** START OF Excerpted records **

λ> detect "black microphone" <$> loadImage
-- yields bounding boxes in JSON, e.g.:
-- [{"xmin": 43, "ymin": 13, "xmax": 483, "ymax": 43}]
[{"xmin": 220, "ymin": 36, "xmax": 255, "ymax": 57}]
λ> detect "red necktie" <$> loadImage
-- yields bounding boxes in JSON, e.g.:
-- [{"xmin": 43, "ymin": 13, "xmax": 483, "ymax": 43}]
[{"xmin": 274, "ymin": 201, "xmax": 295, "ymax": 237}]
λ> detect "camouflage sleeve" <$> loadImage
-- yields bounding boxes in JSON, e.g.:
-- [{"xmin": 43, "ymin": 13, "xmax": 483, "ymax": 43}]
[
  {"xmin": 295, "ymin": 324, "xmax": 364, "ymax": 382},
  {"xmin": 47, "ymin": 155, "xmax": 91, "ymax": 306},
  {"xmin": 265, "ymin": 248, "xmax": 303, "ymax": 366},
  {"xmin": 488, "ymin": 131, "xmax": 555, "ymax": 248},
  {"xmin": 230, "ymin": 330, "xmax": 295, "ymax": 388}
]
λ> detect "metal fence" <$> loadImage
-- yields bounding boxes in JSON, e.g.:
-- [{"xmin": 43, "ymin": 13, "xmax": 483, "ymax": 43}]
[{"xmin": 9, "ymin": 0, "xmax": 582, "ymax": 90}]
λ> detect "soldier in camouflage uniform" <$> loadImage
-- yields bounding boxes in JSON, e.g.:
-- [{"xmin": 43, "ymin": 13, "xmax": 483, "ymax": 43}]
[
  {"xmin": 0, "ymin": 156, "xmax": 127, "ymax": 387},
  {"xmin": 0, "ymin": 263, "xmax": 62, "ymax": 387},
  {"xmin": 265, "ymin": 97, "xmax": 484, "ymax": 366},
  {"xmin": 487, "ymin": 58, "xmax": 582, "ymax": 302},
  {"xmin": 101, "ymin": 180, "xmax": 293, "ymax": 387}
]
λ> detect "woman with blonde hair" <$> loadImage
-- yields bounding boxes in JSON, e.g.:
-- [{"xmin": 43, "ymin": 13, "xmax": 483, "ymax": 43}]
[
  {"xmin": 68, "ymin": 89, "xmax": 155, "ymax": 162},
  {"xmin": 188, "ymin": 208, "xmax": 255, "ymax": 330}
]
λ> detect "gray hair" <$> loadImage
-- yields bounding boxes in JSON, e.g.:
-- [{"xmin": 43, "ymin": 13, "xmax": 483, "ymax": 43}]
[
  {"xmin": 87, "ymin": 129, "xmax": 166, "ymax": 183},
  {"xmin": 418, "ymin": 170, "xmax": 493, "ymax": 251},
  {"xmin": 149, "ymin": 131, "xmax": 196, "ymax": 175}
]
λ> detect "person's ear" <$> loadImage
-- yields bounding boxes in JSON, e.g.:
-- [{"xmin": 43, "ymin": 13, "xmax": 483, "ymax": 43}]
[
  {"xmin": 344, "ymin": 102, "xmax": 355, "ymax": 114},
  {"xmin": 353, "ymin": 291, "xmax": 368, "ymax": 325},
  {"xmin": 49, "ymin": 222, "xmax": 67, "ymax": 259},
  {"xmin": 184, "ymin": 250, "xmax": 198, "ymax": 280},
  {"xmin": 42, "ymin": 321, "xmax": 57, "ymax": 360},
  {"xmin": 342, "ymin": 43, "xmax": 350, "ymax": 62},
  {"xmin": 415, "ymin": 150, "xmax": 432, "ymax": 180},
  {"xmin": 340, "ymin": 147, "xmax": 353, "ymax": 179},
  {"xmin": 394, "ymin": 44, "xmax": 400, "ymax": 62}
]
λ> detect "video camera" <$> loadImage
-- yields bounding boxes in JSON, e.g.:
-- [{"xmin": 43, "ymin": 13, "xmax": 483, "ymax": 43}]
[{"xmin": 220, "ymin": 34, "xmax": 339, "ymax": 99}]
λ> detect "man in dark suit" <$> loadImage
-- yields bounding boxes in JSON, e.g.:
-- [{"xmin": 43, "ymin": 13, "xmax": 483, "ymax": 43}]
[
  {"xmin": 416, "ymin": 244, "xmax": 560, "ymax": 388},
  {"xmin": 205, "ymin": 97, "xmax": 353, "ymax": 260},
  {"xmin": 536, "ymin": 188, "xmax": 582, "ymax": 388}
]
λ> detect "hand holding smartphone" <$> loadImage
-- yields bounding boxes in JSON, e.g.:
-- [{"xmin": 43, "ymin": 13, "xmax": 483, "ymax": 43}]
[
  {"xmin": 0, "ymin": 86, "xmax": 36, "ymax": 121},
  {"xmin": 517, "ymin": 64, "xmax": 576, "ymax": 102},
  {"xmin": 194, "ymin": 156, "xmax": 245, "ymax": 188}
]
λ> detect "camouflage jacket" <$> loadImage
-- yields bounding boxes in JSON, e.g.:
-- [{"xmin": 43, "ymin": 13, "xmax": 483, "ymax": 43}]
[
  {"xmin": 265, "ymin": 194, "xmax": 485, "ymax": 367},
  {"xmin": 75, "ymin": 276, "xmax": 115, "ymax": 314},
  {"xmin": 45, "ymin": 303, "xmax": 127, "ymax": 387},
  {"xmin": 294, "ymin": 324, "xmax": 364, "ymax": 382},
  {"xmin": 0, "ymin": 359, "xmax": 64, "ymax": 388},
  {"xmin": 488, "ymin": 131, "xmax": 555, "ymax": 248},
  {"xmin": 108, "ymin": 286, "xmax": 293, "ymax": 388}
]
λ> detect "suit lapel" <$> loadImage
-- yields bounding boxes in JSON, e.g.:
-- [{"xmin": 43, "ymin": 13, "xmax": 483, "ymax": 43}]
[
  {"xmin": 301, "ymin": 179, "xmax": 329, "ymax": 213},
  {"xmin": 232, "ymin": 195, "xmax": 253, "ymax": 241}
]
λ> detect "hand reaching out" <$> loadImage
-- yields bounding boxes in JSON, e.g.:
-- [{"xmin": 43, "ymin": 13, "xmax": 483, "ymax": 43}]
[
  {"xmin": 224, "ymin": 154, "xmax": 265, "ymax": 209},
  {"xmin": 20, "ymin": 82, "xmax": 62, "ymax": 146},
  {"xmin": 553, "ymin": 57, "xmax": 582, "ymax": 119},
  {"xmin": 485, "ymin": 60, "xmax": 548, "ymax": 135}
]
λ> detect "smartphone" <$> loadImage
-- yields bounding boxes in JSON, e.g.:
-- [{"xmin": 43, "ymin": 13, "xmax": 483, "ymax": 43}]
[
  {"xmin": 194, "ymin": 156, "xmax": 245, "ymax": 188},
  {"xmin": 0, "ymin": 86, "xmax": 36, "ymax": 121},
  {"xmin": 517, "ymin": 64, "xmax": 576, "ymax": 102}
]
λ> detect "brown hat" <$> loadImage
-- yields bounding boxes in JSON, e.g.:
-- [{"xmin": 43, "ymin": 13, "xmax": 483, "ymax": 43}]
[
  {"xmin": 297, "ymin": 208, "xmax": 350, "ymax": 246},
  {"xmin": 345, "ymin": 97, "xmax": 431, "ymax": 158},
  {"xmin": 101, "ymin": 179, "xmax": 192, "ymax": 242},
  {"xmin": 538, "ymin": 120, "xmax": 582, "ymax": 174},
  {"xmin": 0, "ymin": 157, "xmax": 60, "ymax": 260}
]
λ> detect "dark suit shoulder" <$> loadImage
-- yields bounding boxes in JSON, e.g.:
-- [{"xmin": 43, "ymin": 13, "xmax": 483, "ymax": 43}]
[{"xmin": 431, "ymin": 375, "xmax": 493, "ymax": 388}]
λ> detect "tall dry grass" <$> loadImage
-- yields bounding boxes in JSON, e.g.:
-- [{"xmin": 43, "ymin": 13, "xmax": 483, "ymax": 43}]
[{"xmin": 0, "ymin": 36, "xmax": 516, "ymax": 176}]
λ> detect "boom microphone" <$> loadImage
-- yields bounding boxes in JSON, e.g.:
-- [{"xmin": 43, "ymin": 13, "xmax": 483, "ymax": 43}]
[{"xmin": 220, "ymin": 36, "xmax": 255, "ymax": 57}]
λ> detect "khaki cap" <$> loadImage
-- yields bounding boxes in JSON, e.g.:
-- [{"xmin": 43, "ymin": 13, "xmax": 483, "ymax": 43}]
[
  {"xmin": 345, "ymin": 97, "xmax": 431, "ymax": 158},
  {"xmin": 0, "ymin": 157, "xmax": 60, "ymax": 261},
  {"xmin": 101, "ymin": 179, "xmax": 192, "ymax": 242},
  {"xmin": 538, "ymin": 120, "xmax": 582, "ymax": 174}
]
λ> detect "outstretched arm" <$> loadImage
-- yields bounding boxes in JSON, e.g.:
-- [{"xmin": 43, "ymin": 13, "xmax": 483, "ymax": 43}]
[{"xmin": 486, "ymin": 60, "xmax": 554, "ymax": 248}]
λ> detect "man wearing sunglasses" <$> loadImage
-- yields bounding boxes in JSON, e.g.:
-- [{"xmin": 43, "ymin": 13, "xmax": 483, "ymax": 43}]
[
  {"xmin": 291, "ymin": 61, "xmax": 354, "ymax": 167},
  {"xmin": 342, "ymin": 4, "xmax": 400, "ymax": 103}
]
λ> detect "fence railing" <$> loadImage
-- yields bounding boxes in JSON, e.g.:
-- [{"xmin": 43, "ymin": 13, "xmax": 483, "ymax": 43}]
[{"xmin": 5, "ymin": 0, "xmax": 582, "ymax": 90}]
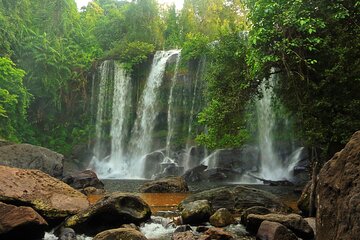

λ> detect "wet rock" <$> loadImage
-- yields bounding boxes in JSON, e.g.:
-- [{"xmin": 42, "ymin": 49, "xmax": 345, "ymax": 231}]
[
  {"xmin": 181, "ymin": 200, "xmax": 213, "ymax": 225},
  {"xmin": 241, "ymin": 206, "xmax": 271, "ymax": 225},
  {"xmin": 174, "ymin": 225, "xmax": 192, "ymax": 233},
  {"xmin": 0, "ymin": 166, "xmax": 89, "ymax": 219},
  {"xmin": 316, "ymin": 131, "xmax": 360, "ymax": 240},
  {"xmin": 297, "ymin": 181, "xmax": 316, "ymax": 216},
  {"xmin": 183, "ymin": 164, "xmax": 207, "ymax": 182},
  {"xmin": 199, "ymin": 228, "xmax": 235, "ymax": 240},
  {"xmin": 0, "ymin": 202, "xmax": 48, "ymax": 240},
  {"xmin": 256, "ymin": 221, "xmax": 298, "ymax": 240},
  {"xmin": 144, "ymin": 151, "xmax": 165, "ymax": 179},
  {"xmin": 65, "ymin": 193, "xmax": 151, "ymax": 236},
  {"xmin": 58, "ymin": 227, "xmax": 76, "ymax": 240},
  {"xmin": 172, "ymin": 231, "xmax": 195, "ymax": 240},
  {"xmin": 0, "ymin": 144, "xmax": 64, "ymax": 178},
  {"xmin": 62, "ymin": 170, "xmax": 104, "ymax": 189},
  {"xmin": 304, "ymin": 217, "xmax": 316, "ymax": 236},
  {"xmin": 246, "ymin": 213, "xmax": 314, "ymax": 239},
  {"xmin": 140, "ymin": 177, "xmax": 189, "ymax": 193},
  {"xmin": 179, "ymin": 186, "xmax": 291, "ymax": 213},
  {"xmin": 210, "ymin": 208, "xmax": 235, "ymax": 227},
  {"xmin": 93, "ymin": 228, "xmax": 147, "ymax": 240}
]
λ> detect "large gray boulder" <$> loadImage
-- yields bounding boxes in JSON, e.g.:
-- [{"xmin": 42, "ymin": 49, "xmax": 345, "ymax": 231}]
[
  {"xmin": 316, "ymin": 131, "xmax": 360, "ymax": 240},
  {"xmin": 65, "ymin": 193, "xmax": 151, "ymax": 236},
  {"xmin": 179, "ymin": 186, "xmax": 291, "ymax": 213},
  {"xmin": 0, "ymin": 144, "xmax": 64, "ymax": 178}
]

** END OF Excerpted records **

List every line of the listing above that contains the word "smartphone". Case counts.

λ> detect "hand holding smartphone" <$> loadImage
λ> detect "smartphone" <$> loadImage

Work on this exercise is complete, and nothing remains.